**Фрагмент документа:**
Он утратил свою славу и из экспедиции, которой следовало быть одним громовым ударом, брошенным рукою могущественного владыки России на слабых мятежников маленького царства Польского, развил продолжительную и кровавую войну.
С этого времени, убедившись сам, но уже поздно, в неизвинительной своей ошибке и тщетно искав ее поправить, Дибич потерял всю энергию и то, может быть преувеличенное, доверие, которое питал к своим дарованиям. В упомянутую выше минуту, когда он вел свои колонны на пражские укрепления, один генерал дал ему совет приостановить нападение, чтобы избежать кровопролития, и он имел слабость его послушаться.
Дибич никогда не хотел назвать этого генерала по имени и тайну свою унес в гроб; но на смертном одре сказал графу Орлову: «Мне дали этот пагубный совет; последовав ему, я провинился перед государем и Россиею. Главнокомандующий один отвечает за все свои действия». Заслуженная Дибичем укоризна глубоко отозвалась в благородном сердце его, преданном государю и России, и погасила его твердость и таланты.
Думают, что совет, остановивший карательный меч, поднятый им над крамольною Варшавою, принадлежал цесаревичу Константину Павловичу. Вид этого города, где цесаревич жил и начальствовал в продолжение пятнадцати лет, где образовались его связи и устроился его брак, где укрепились все его привычки, вид этого города в минуту грозящего ему бедствия мог тронуть сердце цесаревича и внушить ему мысль о спасении Варшавы.
Если точно им дан был этот совет, то он понес жестокое наказание в горестях и уничижении, не перестававших с тех пор его преследовать и низведших его вскоре в гроб вдали от сбереженной им Варшавы.
Холера, свирепствовавшая в войсках, действовавших в царстве Польском, одною из последних почти жертв своих избрала фельдмаршала Дибича, подготовленного, так сказать, к этой болезни терзавшим его раскаянием и неудачами наших военных операций.
Он страдал всего лишь несколько часов и испустил дух в присутствии графа А. Ф. Орлова, только что прибывшего в армию с поручением государя ободрить фельдмаршала и, вместе, указать погрешности, которые были замечены в его действиях и которые сам он слишком хорошо чувствовал.

**Описания областей на естественном языке:**
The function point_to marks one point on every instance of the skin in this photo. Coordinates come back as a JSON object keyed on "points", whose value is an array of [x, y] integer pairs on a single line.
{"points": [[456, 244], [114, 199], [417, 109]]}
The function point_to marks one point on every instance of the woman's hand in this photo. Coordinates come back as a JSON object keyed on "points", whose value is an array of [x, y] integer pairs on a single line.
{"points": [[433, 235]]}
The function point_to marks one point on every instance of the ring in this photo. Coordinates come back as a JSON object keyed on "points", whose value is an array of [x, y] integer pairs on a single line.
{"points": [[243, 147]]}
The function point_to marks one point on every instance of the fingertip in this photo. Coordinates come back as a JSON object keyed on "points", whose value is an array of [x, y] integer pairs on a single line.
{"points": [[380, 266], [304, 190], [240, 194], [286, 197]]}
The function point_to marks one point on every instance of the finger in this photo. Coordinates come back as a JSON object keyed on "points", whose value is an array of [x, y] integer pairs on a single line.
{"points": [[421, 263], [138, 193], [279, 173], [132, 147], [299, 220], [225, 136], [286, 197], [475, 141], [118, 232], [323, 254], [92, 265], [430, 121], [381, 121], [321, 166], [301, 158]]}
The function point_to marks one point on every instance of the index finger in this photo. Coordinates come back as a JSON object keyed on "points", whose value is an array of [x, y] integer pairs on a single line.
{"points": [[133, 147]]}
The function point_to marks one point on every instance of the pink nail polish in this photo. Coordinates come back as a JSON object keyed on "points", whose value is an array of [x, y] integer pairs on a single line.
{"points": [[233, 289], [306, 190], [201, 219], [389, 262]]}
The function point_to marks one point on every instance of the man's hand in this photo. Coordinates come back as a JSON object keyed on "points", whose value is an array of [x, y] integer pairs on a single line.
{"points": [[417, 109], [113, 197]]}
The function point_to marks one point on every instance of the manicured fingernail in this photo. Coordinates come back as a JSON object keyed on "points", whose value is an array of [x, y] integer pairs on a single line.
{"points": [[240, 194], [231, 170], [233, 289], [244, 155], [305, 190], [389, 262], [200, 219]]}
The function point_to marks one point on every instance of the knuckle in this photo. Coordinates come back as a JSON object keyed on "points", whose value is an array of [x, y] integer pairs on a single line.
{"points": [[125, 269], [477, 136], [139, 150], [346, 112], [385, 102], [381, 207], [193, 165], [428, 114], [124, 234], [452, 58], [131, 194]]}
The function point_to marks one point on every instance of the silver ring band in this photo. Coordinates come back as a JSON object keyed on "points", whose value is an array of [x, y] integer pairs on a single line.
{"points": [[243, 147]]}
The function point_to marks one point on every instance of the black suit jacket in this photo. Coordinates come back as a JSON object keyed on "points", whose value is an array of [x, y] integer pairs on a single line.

**Выполните задания:**
**a)** Назовите все географические названия, которые встречаются во фрагменте в виде имен существительных. Приведите их в именительном падеже.
**b)** Соответствуют ли фрагменту следующие утверждения? Для каждого ответьте «да» или «нет» и приведите из фрагмента решающие слова дословно.
(i) Дибич открыл имя генерала, давшего ему совет.
(ii) Цесаревич жил и начальствовал в Варшаве пятнадцать лет.
(iii) Перед смертью Дибич болел холерой несколько дней.
**c)** Перепишите из фрагмента отрывок от слов «С этого времени, убедившись» до слов «слабость его послушаться.» включительно, не меняя в нем ни одного знака.

**Ответы к заданиям:**
**a)** Россия, царство Польское, Варшава.

**b)**
(i) Нет: «Дибич никогда не хотел назвать этого генерала по имени и тайну свою унес в гроб».
(ii) Да: «где цесаревич жил и начальствовал в продолжение пятнадцати лет».
(iii) Нет: «Он страдал всего лишь несколько часов».

**c)**
С этого времени, убедившись сам, но уже поздно, в неизвинительной своей ошибке и тщетно искав ее поправить, Дибич потерял всю энергию и то, может быть преувеличенное, доверие, которое питал к своим дарованиям. В упомянутую выше минуту, когда он вел свои колонны на пражские укрепления, один генерал дал ему совет приостановить нападение, чтобы избежать кровопролития, и он имел слабость его послушаться.